* **PROBLEM**
Please repeat the records beneath this task exactly as they appear, but skip the images.

*** INPUT ***

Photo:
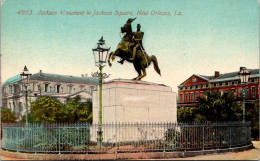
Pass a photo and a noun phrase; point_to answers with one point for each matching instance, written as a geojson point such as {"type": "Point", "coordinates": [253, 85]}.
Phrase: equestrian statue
{"type": "Point", "coordinates": [131, 49]}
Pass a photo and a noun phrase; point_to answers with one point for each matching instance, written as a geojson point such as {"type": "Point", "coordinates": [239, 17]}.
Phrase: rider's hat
{"type": "Point", "coordinates": [130, 20]}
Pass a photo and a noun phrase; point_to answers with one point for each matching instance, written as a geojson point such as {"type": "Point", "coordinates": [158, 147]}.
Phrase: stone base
{"type": "Point", "coordinates": [135, 101]}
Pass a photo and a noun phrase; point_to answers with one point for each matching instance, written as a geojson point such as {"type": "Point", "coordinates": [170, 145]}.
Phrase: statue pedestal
{"type": "Point", "coordinates": [135, 101]}
{"type": "Point", "coordinates": [127, 101]}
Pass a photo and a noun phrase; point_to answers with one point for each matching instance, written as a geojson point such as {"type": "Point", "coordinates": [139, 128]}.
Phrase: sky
{"type": "Point", "coordinates": [208, 36]}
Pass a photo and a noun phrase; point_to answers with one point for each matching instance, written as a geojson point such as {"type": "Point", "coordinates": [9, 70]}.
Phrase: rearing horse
{"type": "Point", "coordinates": [124, 50]}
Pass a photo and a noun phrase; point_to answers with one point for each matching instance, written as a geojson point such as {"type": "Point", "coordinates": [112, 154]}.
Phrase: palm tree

***

* **WRITTEN RESPONSE**
Photo:
Pass a photo and a noun phrase; point_to answers with one point for each matching instance, written as a geojson point such as {"type": "Point", "coordinates": [253, 85]}.
Phrase: equestrian statue
{"type": "Point", "coordinates": [131, 49]}
Pass a photo and a noun phrase; point_to answers with one point for each matching instance, written as a geojson point such as {"type": "Point", "coordinates": [239, 17]}.
Phrase: rider's hat
{"type": "Point", "coordinates": [130, 20]}
Pass a photo and a noun phrase; point_to answers with one point for each matching instance, written as a geojson point such as {"type": "Point", "coordinates": [158, 147]}.
Phrase: stone base
{"type": "Point", "coordinates": [135, 101]}
Pass a photo and a noun phrase; point_to answers with one point for each matching instance, written as a geojson point such as {"type": "Point", "coordinates": [170, 145]}.
Phrase: statue pedestal
{"type": "Point", "coordinates": [135, 101]}
{"type": "Point", "coordinates": [127, 101]}
Pass a photo and a noun phrase; point_to answers with one point for each matching instance, written as a geojson point such as {"type": "Point", "coordinates": [139, 128]}.
Phrase: sky
{"type": "Point", "coordinates": [208, 36]}
Pass a photo and a noun phrase; point_to answers with one point for each matching instance, written as a geojson point such as {"type": "Point", "coordinates": [9, 70]}.
Phrase: rearing horse
{"type": "Point", "coordinates": [124, 50]}
Pass a photo and a noun phrase; point_to answers with one point for each matching instance, written as a geojson point such as {"type": "Point", "coordinates": [112, 154]}.
Phrase: palm tree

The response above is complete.